⟨

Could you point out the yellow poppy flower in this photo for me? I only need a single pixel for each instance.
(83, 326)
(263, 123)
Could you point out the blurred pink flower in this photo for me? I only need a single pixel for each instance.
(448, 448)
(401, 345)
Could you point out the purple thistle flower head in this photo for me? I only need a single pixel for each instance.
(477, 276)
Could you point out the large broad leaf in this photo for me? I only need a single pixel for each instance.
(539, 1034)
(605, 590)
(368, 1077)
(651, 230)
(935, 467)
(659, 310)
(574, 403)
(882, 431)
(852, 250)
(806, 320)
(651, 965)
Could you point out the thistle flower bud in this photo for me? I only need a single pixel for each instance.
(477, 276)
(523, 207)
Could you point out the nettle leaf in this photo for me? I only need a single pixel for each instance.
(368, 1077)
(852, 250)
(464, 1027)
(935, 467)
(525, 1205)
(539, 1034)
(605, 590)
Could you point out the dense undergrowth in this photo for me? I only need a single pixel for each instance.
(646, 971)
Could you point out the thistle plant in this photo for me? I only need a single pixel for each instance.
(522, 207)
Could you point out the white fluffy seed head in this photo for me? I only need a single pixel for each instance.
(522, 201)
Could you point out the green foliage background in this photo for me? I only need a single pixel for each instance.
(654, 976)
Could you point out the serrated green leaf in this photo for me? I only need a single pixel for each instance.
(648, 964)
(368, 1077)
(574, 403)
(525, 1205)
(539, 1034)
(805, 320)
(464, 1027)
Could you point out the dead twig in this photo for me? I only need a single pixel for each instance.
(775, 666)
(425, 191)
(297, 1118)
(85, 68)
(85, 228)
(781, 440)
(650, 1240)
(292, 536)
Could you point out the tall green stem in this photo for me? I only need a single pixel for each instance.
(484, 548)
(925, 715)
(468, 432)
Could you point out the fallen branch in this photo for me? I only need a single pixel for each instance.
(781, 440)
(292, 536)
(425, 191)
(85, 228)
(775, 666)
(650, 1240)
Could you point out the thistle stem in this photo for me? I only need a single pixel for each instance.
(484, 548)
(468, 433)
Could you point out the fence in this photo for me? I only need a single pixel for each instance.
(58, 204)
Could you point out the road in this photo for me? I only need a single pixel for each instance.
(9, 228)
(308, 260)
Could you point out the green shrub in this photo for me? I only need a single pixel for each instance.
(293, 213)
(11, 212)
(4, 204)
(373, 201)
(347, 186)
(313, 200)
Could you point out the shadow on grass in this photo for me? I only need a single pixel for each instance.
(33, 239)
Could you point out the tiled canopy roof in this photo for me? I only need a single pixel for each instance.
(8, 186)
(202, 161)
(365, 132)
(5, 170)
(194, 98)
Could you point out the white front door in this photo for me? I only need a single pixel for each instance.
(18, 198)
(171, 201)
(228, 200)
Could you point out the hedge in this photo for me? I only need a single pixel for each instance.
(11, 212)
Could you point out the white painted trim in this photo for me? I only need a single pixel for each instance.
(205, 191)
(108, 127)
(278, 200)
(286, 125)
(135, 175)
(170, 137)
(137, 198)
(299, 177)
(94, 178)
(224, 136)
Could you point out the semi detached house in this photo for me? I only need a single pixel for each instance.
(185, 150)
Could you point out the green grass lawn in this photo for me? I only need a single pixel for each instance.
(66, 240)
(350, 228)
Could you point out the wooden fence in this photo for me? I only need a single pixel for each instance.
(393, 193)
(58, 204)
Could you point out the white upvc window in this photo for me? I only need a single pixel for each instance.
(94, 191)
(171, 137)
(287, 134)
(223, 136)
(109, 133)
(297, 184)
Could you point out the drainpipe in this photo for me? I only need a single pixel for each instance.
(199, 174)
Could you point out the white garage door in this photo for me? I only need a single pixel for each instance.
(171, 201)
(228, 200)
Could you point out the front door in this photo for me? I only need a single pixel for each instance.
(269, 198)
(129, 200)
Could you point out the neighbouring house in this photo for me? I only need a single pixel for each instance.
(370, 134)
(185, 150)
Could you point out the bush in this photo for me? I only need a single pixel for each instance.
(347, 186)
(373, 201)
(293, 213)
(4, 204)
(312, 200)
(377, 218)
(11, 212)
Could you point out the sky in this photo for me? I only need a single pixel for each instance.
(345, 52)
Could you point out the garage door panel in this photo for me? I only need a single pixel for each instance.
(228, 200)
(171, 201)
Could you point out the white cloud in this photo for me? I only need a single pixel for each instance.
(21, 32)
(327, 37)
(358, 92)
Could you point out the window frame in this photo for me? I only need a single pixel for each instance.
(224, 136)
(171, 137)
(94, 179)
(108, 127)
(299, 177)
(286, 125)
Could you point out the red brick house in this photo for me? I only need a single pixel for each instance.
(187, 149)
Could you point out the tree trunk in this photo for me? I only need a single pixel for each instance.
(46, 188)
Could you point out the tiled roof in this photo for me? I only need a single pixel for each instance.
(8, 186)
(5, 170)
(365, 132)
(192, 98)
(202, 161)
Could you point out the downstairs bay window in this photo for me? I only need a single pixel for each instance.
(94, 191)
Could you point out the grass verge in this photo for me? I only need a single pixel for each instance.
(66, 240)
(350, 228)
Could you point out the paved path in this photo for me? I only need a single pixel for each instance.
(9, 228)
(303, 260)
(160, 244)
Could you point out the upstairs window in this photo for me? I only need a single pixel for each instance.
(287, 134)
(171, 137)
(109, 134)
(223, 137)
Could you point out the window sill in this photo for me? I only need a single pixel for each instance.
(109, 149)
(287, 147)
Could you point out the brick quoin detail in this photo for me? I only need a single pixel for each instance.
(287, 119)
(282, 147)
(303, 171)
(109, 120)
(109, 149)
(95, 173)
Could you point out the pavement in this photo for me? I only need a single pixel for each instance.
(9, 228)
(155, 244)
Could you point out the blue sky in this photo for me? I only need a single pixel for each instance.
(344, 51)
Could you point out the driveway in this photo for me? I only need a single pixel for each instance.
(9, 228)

⟩

Directions: Everything from the line containing "Could you point out the downstairs" to the end of the records must be written out exactly; include both of those lines and no others.

Exercise response:
Could you point out the downstairs bay window in this photo for me? I only need a single pixel for each instance.
(94, 191)
Could you point out the grass verge in this photo for me? I only need a single pixel for each instance.
(66, 240)
(350, 228)
Could you point out the paved path in this photo for me? I only need a single pixel for each instance.
(9, 228)
(303, 260)
(160, 244)
Could you point out the upstairs window in this photo for me? I only need a single pixel for each instance.
(287, 134)
(171, 137)
(109, 134)
(223, 137)
Could you point out the window sill in this photo for me? I only need a single pixel for each instance.
(109, 149)
(287, 147)
Could you point out the brick quoin detail in this photo for me? I only need a single pixel for each instance.
(287, 119)
(282, 147)
(303, 171)
(109, 120)
(109, 149)
(95, 173)
Could you point out the pavement in this photo for me? I only need a single pixel for each instance.
(9, 228)
(155, 244)
Could you point out the blue sky in this photo for me? I only need a single pixel for each instance.
(344, 51)
Could you point out the driveway in this photo for me? I only need a single pixel for each instance.
(9, 228)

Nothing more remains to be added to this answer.